# Provided passage:
-.-.-

Every time I steered my boat past a stone bridge abutment, I’d begin to whisper-sing, “Low bridge, everybody down / Low bridge, for we’re coming to a town.” Certainly that irrepressible song is what comes to most people’s minds when they hear mention of this historic waterway, even if they’ve never “navigated on the Erie Canal.” As a native upstate New Yorker, I had decided it was time to broaden my canal repertoire, and get on the water.

My boat, hired for a week, was steel, sleek, and low-slung, and painted maroon with yellow and green trim and a knotty-pine interior. Mid-Lakes Navigation built these self-skippered canal boats to be both rugged and comfortable. With a full galley, a head with a shower, beds for six, and bicycles for trips ashore, the Cayuga became my home as I explored the central part of the Erie Canal and its connecting waterways—which bisect New York through the backsides of towns like Palmyra, Newark, Lyons, Clyde, Seneca Falls, and Waterloo.



SLIDESHOW: A photo tour of the Erie Canal, narrated by the author

It’s hard to fathom the impact the Erie Canal had on the growth of our newly minted democracy. The canal, which some might call America’s first economic stimulus package, was the brainchild of Jesse Hawley, a failed businessman who wrote—from debtors prison—anonymous articles envisioning a canal that would connect the Hudson River to Lake Erie, linking the port of New York with the West and turning wilderness into wealth. His ideas finally found an ally in the prominent New Yorker, and future governor, DeWitt Clinton.

Construction began in 1817 and took eight years, thousands of workers, and $7.1 million to complete. Solving engineering problems required sheer genius, and involved draining swamps, constructing aqueducts, making cement that hardened underwater, clearing forests, and building the massive locks. When finished, “Clinton’s Ditch” covered 363 miles, was about 40 feet wide and four feet deep, and rose 573 feet through a series of 83 locks. When the waterway opened, in 1825, it unlocked the floodgates to western settlement. Even though within decades it would be eclipsed by the railway, the Erie Canal was an important—and cheap—mode of transporting goods across the state for more than a century.

The canal has been enlarged several times, and today looks like a languid river. In many places it runs parallel to or completely obscures the original canal, which had towpaths on either side so mules could pull barges through the murky water. Every so often I’d spy what looked like Roman ruins made of limestone block—a bit of the old canal.

Cutting through farm fields, forests, and the outskirts of towns, the canal is used mainly by recreational boaters and state barges, and fishermen. People fish from chairs bolted to flat-bottomed bass boats, and from rickety wooden docks jutting into the water. At every opening in the lush vegetation along the shore, chairs face the water: plastic chairs, wooden chairs, Adirondack chairs, lounge chairs, kitchen chairs, and overturned buckets.

-.-.-

A block of data
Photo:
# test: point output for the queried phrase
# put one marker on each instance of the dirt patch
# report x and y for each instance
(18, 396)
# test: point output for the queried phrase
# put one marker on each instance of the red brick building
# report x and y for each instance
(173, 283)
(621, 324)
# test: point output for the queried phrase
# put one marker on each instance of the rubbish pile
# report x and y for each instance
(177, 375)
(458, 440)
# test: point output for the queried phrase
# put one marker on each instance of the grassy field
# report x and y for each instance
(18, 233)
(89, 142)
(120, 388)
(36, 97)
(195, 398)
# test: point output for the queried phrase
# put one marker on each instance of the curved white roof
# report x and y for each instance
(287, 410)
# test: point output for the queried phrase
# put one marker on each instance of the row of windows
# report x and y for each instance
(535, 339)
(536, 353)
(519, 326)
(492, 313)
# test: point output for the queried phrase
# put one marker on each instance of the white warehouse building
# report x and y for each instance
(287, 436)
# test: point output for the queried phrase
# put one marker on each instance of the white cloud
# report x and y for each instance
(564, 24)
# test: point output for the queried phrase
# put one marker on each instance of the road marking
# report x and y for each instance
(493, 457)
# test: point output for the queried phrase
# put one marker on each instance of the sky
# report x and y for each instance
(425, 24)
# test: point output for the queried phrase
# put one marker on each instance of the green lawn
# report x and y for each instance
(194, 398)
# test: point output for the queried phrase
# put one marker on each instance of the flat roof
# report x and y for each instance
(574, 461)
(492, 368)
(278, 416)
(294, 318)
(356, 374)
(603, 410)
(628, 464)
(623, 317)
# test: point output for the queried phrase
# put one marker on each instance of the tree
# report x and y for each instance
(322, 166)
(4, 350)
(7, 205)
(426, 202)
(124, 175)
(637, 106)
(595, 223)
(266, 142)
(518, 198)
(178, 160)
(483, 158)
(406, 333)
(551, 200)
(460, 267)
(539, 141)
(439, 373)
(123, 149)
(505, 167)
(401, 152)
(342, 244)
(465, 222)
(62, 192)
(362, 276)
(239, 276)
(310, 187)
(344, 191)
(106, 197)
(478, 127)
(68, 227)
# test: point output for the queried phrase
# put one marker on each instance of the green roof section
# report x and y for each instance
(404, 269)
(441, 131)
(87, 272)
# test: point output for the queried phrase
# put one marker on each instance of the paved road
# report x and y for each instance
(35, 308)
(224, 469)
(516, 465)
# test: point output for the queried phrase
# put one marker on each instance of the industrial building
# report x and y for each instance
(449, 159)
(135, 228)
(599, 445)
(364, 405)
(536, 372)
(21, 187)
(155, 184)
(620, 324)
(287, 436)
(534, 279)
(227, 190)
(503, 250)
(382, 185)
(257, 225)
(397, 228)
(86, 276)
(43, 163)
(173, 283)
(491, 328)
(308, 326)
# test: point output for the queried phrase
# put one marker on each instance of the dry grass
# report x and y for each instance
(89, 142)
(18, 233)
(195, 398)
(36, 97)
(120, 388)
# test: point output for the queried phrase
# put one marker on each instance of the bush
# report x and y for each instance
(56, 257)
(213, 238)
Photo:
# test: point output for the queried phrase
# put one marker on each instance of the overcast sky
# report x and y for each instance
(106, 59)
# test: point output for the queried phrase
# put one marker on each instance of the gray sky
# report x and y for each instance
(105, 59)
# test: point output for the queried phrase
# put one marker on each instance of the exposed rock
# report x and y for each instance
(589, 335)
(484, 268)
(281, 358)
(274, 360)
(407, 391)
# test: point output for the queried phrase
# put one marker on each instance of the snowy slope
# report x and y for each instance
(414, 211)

-.-.-

# Job 1:
Answer these from the Erie Canal passage:
(a) For how long was the boat hired?
(b) In what year did construction of the canal begin?
(c) Through how many locks did "Clinton's Ditch" rise?
# Job 2:
Transcribe the Erie Canal passage word for word between "It’s hard to" and "governor, DeWitt Clinton.", inclusive.

# Written solution 1:
(a) A week.
(b) 1817.
(c) 83.

# Written solution 2:
It’s hard to fathom the impact the Erie Canal had on the growth of our newly minted democracy. The canal, which some might call America’s first economic stimulus package, was the brainchild of Jesse Hawley, a failed businessman who wrote—from debtors prison—anonymous articles envisioning a canal that would connect the Hudson River to Lake Erie, linking the port of New York with the West and turning wilderness into wealth. His ideas finally found an ally in the prominent New Yorker, and future governor, DeWitt Clinton.